QUOTED PASSAGE →
══════
Provider fallback

When a provider fails, HiWay retries against the cheapest same-tier model. Max 2 retries.

Providers fail. Sometimes it's a 503 from the upstream, sometimes a timeout, sometimes a content-policy rejection. HiWay does not let a single transient provider error break your app: on failure, it auto-retries against the next cheapest model in the same tier, up to 2 retries. The final response carries _hiway.fallback = true so you know the retry chain fired.

Retry logic

  1. Primary routing decision (tier T, model M1).
  2. Call provider for M1. If it returns 5xx / timeout / provider-specific retryable error — fall to retry 1.
  3. Retry 1: next cheapest model in tier T across your enabled providers (M2). Same logic.
  4. Retry 2: next cheapest after M2 (M3).
  5. If all three fail, return 502 with the last upstream error body and _hiway.fallback_chain listing the three attempts.

What doesn't trigger fallback

  • 4xx errors from the upstream (bad request, auth) — those are your problem, not a provider failure.
  • Content-policy rejections that are deterministic (same prompt would fail on any model).
  • Requests pinned to a specific model (e.g. model="openai/gpt-4o") — we respect the pin and surface the error.

Fallback counts as one request

Even if fallback retries against two additional models, it still counts as a single request against your monthly quota. You only pay the upstream BYOK cost of the attempts that actually ran.
══════
(Dataset excerpts)
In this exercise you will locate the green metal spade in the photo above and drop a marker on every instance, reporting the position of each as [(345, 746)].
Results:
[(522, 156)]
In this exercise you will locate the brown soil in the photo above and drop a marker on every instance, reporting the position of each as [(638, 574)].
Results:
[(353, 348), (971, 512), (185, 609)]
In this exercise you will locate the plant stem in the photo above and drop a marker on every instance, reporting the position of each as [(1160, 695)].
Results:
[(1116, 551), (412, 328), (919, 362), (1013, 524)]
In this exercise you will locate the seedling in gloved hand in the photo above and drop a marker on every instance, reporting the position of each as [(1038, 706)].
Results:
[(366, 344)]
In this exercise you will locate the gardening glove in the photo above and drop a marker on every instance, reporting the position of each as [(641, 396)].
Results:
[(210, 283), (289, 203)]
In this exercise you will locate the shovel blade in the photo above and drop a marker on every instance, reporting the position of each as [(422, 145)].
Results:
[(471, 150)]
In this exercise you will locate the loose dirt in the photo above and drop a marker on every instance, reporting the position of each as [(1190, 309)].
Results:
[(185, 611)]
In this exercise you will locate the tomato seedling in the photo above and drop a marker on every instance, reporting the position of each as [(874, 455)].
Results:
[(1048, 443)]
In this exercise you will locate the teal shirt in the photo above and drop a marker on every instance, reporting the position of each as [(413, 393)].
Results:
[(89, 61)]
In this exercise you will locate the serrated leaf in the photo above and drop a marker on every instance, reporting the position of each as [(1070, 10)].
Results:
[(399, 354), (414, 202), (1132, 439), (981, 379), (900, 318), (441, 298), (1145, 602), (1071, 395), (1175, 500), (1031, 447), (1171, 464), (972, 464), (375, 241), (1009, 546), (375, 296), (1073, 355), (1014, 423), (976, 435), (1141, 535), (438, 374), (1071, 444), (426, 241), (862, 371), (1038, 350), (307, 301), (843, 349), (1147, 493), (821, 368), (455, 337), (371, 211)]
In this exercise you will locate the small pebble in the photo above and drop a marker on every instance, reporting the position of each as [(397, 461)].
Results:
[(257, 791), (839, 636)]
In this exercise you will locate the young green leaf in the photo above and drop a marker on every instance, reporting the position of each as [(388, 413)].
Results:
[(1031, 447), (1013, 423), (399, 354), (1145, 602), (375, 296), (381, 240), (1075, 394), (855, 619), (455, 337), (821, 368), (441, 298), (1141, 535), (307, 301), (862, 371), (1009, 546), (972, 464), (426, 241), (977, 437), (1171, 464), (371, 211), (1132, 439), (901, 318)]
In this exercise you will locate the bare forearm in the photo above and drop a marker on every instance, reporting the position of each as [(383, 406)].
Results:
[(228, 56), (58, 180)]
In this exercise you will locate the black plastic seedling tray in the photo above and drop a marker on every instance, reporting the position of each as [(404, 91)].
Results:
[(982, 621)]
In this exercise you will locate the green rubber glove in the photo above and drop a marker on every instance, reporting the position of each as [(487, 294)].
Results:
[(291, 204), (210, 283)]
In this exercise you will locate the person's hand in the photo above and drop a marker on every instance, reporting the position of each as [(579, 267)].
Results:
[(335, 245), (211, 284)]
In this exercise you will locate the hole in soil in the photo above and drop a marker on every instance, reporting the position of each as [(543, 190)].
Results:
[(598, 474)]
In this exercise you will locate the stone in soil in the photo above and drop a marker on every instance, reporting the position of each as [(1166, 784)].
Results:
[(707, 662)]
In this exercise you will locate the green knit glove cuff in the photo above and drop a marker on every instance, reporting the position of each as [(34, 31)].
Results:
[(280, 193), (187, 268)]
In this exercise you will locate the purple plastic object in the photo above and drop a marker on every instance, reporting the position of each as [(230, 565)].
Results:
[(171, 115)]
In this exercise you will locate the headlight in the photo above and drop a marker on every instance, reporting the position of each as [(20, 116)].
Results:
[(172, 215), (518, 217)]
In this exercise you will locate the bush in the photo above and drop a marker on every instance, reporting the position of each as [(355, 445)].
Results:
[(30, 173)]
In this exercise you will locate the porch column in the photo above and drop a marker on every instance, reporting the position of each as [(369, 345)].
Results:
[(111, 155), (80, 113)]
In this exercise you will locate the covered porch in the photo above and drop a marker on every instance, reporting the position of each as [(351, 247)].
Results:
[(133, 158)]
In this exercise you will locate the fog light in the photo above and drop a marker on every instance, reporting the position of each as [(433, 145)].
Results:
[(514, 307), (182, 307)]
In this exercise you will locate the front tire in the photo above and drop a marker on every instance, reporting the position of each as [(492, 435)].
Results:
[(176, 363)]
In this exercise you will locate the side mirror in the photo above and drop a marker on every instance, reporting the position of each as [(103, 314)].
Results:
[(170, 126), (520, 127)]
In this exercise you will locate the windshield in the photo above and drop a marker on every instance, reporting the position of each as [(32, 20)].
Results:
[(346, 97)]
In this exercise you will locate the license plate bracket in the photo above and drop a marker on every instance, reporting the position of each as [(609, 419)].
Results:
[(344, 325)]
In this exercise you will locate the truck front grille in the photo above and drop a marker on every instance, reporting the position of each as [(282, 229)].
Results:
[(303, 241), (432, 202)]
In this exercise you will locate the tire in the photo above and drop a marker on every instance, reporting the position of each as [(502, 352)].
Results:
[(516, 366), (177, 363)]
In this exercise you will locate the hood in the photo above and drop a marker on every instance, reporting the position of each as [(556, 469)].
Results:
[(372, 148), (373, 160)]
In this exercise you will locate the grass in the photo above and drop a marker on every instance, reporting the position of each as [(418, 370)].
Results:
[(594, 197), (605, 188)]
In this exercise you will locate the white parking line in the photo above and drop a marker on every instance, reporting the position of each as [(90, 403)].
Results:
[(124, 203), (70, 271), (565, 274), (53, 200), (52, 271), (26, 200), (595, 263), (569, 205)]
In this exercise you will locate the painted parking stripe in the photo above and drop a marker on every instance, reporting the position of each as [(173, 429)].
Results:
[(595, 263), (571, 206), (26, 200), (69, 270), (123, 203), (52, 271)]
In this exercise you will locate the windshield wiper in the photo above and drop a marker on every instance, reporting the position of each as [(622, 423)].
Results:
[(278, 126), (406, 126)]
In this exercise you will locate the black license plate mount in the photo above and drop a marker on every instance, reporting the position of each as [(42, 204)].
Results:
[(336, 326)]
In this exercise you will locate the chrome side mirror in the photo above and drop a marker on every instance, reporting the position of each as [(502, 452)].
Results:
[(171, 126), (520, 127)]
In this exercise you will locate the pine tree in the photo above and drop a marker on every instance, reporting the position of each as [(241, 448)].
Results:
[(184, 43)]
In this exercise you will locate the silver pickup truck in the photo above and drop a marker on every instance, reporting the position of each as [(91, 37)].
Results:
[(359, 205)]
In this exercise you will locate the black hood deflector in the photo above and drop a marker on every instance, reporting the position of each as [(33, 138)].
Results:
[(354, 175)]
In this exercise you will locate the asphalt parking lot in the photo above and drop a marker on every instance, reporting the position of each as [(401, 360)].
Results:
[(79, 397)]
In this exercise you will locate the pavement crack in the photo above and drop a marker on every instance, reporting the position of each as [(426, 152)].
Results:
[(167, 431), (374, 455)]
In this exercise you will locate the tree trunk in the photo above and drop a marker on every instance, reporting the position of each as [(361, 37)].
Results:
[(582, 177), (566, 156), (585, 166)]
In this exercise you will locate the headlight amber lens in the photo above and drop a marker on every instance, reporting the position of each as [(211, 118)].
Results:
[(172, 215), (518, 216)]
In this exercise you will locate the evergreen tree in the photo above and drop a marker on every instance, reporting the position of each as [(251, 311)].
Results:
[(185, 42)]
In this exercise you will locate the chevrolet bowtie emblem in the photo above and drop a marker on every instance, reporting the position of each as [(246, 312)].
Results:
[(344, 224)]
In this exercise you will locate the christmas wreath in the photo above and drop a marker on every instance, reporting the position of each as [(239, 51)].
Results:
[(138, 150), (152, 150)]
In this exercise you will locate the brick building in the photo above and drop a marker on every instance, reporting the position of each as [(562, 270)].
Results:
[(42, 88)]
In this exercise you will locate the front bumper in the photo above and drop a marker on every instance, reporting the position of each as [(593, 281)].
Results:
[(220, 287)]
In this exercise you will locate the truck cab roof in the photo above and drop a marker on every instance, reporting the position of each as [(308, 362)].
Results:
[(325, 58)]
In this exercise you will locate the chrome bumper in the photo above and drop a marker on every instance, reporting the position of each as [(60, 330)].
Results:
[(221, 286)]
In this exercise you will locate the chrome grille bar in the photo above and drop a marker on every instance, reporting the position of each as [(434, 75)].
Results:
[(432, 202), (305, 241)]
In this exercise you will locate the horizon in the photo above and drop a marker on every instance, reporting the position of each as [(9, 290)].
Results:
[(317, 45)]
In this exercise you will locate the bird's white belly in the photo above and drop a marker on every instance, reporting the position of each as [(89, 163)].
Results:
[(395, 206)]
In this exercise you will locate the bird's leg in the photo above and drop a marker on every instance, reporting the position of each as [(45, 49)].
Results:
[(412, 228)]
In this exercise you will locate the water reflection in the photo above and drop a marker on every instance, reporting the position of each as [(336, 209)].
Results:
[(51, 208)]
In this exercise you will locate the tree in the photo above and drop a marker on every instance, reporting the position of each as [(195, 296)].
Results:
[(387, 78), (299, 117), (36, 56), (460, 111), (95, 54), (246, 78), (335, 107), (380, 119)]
══════
WORK TO COMPLETE →
Answer these questions about the provider fallback page:
1. What is the most retries HiWay makes when a provider fails?
2. What status code comes back if all three attempts fail?
3. How many requests against the monthly quota does a fallback count as?
The listing has no connection to the provider fallback page.

TASK RESPONSE →
1. 2 retries.
2. 502.
3. A single request.